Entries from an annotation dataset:
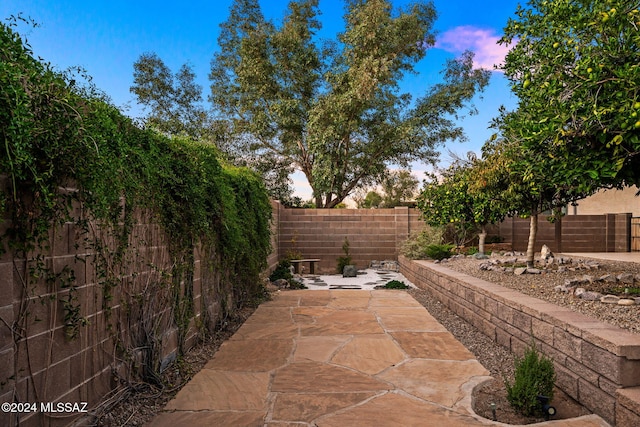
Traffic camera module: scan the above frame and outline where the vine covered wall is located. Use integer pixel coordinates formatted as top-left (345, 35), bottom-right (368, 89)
top-left (0, 20), bottom-right (271, 426)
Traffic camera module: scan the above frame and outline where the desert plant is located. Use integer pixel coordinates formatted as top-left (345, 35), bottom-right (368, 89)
top-left (505, 341), bottom-right (556, 415)
top-left (425, 244), bottom-right (454, 260)
top-left (336, 237), bottom-right (351, 274)
top-left (269, 259), bottom-right (293, 282)
top-left (384, 280), bottom-right (409, 289)
top-left (400, 226), bottom-right (442, 259)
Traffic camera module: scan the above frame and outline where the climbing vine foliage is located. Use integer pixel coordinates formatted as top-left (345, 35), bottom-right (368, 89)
top-left (0, 17), bottom-right (271, 382)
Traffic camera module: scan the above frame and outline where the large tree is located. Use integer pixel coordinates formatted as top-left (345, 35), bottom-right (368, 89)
top-left (130, 53), bottom-right (212, 139)
top-left (502, 0), bottom-right (640, 192)
top-left (210, 0), bottom-right (489, 207)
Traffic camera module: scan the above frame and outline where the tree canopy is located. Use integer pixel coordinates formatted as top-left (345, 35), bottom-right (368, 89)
top-left (210, 0), bottom-right (489, 207)
top-left (417, 153), bottom-right (507, 252)
top-left (502, 0), bottom-right (640, 193)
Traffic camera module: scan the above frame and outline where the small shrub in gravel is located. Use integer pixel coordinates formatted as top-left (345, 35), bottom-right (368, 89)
top-left (426, 245), bottom-right (453, 261)
top-left (505, 343), bottom-right (556, 415)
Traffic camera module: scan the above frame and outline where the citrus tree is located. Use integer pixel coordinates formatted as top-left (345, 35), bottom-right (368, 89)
top-left (417, 156), bottom-right (505, 253)
top-left (501, 0), bottom-right (640, 192)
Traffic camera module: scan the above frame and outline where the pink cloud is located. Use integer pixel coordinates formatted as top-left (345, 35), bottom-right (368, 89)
top-left (435, 25), bottom-right (511, 71)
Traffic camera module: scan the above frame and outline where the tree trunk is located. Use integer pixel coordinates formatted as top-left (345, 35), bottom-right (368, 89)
top-left (478, 225), bottom-right (487, 255)
top-left (527, 213), bottom-right (538, 268)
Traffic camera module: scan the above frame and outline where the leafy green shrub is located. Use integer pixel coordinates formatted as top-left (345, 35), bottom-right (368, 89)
top-left (484, 236), bottom-right (504, 244)
top-left (505, 343), bottom-right (556, 415)
top-left (425, 244), bottom-right (454, 260)
top-left (269, 259), bottom-right (293, 282)
top-left (384, 280), bottom-right (409, 289)
top-left (336, 237), bottom-right (351, 274)
top-left (400, 226), bottom-right (442, 259)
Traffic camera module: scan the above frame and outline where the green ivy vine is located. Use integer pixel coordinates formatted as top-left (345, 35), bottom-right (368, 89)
top-left (0, 18), bottom-right (271, 388)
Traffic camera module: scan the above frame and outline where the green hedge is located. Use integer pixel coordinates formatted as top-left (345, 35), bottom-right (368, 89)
top-left (0, 23), bottom-right (271, 344)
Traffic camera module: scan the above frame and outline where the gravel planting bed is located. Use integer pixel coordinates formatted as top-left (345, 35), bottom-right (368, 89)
top-left (443, 256), bottom-right (640, 334)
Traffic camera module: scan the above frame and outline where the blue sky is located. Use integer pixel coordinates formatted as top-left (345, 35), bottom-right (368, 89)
top-left (0, 0), bottom-right (518, 198)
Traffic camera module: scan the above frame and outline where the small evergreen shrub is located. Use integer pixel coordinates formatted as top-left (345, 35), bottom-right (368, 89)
top-left (426, 245), bottom-right (454, 260)
top-left (269, 259), bottom-right (293, 282)
top-left (400, 226), bottom-right (442, 259)
top-left (505, 342), bottom-right (556, 415)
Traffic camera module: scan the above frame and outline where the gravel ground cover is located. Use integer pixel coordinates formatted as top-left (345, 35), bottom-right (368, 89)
top-left (443, 252), bottom-right (640, 334)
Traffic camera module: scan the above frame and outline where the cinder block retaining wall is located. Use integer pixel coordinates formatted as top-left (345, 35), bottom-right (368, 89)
top-left (274, 206), bottom-right (424, 273)
top-left (399, 256), bottom-right (640, 427)
top-left (0, 213), bottom-right (232, 427)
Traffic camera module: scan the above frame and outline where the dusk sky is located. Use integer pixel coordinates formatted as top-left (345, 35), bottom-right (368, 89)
top-left (0, 0), bottom-right (518, 199)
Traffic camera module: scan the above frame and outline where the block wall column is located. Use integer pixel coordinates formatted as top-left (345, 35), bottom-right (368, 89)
top-left (394, 206), bottom-right (410, 257)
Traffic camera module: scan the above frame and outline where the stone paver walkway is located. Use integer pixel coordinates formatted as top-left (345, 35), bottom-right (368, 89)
top-left (149, 290), bottom-right (607, 427)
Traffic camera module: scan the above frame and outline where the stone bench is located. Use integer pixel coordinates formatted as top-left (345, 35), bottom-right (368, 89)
top-left (291, 258), bottom-right (320, 274)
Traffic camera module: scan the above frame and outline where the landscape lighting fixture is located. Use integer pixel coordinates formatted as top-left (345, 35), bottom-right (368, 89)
top-left (538, 395), bottom-right (556, 421)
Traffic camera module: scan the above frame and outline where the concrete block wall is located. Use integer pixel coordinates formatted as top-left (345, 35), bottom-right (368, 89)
top-left (500, 214), bottom-right (631, 252)
top-left (399, 256), bottom-right (640, 427)
top-left (278, 207), bottom-right (424, 273)
top-left (0, 208), bottom-right (222, 427)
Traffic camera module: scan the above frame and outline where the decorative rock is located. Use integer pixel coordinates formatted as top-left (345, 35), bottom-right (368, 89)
top-left (617, 273), bottom-right (633, 285)
top-left (600, 295), bottom-right (620, 304)
top-left (342, 265), bottom-right (358, 277)
top-left (564, 278), bottom-right (583, 288)
top-left (580, 291), bottom-right (602, 301)
top-left (579, 274), bottom-right (593, 283)
top-left (553, 285), bottom-right (573, 294)
top-left (598, 274), bottom-right (616, 283)
top-left (273, 279), bottom-right (289, 288)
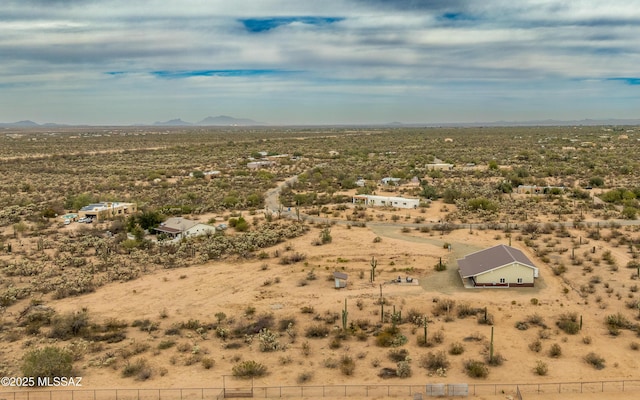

▸ **The exercise**
Reproduce the rows above between the line holding "the small shrub" and the line holding "top-left (527, 213), bottom-right (538, 268)", inclusive, with no changes.

▸ **Response to the task**
Traffic camera module: scan the above frame and outline where the small shrub in gravel is located. Use integer pixel coordinates formatted as top-left (345, 35), bottom-right (368, 89)
top-left (426, 245), bottom-right (453, 261)
top-left (505, 343), bottom-right (556, 415)
Traffic camera module: scan the above frame and outline where the citrus tree is located. Use integer pixel coordinates formatted as top-left (345, 35), bottom-right (368, 89)
top-left (417, 156), bottom-right (505, 253)
top-left (501, 0), bottom-right (640, 192)
Traffic camera module: scan the above frame and outline where the pink cloud is located. Use integer pixel coordinates formatted as top-left (345, 35), bottom-right (368, 89)
top-left (435, 25), bottom-right (511, 71)
Traffic camera module: scan the above frame and outline where the tree trunk is located. Use integer pixel coordinates formatted as top-left (345, 35), bottom-right (368, 89)
top-left (478, 225), bottom-right (487, 255)
top-left (527, 213), bottom-right (538, 268)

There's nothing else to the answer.